文档段落 —
::::::
为了将K引上“正路”,也为了再次欣赏K体内的活力,律师在K面前演了一出戏。这出戏的表面主演是律师和布洛克,而实际的主演是K。因为K不单纯是观看,他的灵魂正在法的面前表演,这种表演马上就会要达到高潮了。前台的表演和后台的隐秘表演,剧情似乎是相反的,实际上是殊途同归。律师是能够洞悉K的灵魂的那种人。他拿出了杀手铜,他期待这出戏能彻底打倒K,也期望彻底解放K。他这两个对立的目的都达到了。当K从律师家走出去时,他的感觉是如释重负,也是眼前一片黑蒙蒙。但是事情还没完。
::::::
任务要求 — 把关于律师与K的这段评论中的句子“这出戏的表面主演是律师和布洛克,而实际的主演是K。”译成英语。 完成本题无需参考记录。

显示信息 —
::::::
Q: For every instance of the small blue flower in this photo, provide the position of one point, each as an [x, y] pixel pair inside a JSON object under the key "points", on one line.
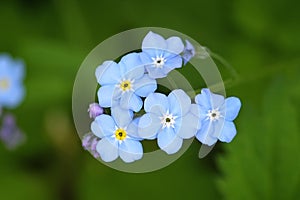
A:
{"points": [[216, 115], [161, 56], [188, 52], [11, 82], [124, 82], [95, 110], [118, 135], [168, 119]]}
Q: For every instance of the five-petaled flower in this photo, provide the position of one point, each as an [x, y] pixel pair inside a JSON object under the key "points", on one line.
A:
{"points": [[125, 82], [95, 110], [168, 119], [118, 135], [161, 56], [11, 82], [216, 115]]}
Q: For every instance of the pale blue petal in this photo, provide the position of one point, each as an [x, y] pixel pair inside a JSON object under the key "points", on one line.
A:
{"points": [[146, 58], [132, 129], [108, 149], [204, 135], [172, 63], [228, 132], [121, 116], [144, 86], [168, 141], [103, 126], [107, 95], [217, 127], [149, 125], [187, 126], [179, 102], [232, 108], [132, 66], [198, 111], [130, 150], [154, 41], [129, 100], [203, 100], [175, 45], [156, 103], [108, 73], [155, 72]]}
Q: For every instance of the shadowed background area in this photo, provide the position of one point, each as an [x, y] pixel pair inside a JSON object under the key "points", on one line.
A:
{"points": [[260, 39]]}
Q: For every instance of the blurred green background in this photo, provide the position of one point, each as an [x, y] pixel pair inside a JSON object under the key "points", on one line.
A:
{"points": [[259, 38]]}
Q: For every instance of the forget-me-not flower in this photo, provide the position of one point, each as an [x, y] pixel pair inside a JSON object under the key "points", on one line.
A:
{"points": [[11, 82], [188, 52], [168, 118], [216, 115], [95, 110], [118, 135], [125, 82], [161, 56]]}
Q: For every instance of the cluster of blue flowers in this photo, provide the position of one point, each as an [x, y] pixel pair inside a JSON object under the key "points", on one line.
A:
{"points": [[11, 95], [130, 85]]}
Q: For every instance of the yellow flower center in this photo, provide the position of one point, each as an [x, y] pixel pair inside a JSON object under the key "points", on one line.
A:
{"points": [[120, 134], [4, 84], [125, 85]]}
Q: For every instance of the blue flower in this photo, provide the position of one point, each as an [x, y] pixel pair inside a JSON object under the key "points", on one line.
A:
{"points": [[124, 82], [188, 52], [216, 115], [168, 119], [95, 110], [161, 56], [118, 135], [11, 82]]}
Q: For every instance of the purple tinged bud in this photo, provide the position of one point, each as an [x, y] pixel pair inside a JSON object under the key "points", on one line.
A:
{"points": [[95, 110], [86, 141], [188, 52], [89, 143]]}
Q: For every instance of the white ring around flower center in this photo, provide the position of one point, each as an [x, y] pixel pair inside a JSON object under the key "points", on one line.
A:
{"points": [[159, 61], [125, 85], [168, 120], [214, 114]]}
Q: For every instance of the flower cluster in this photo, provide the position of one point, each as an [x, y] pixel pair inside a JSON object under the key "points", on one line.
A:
{"points": [[11, 95], [130, 85]]}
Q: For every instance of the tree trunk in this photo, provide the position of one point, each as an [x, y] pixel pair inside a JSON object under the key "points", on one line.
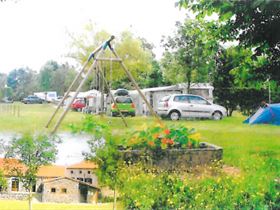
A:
{"points": [[30, 198], [115, 199]]}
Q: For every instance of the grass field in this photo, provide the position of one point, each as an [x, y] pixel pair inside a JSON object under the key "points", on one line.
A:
{"points": [[240, 141], [254, 150], [23, 205]]}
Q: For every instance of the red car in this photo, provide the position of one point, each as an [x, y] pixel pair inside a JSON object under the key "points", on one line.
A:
{"points": [[78, 105]]}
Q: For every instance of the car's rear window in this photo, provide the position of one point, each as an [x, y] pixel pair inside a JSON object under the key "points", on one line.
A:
{"points": [[165, 98], [124, 100]]}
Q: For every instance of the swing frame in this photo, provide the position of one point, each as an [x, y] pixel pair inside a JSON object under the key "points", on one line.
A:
{"points": [[95, 56]]}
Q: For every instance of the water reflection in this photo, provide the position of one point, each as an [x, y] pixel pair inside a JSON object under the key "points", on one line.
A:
{"points": [[69, 150]]}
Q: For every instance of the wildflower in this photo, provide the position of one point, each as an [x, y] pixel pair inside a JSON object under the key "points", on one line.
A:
{"points": [[164, 141], [170, 141], [156, 136], [166, 131], [151, 143], [195, 136]]}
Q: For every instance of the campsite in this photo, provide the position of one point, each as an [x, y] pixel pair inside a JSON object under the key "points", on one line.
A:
{"points": [[139, 104]]}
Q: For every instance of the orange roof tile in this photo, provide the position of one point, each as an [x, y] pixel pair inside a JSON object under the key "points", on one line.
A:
{"points": [[73, 180], [83, 165], [51, 171], [10, 166]]}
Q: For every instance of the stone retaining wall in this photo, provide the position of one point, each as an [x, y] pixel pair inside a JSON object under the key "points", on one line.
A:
{"points": [[175, 159]]}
::::::
练习结果 — The ostensible leads of this play are the lawyer and Block, but the real lead is K.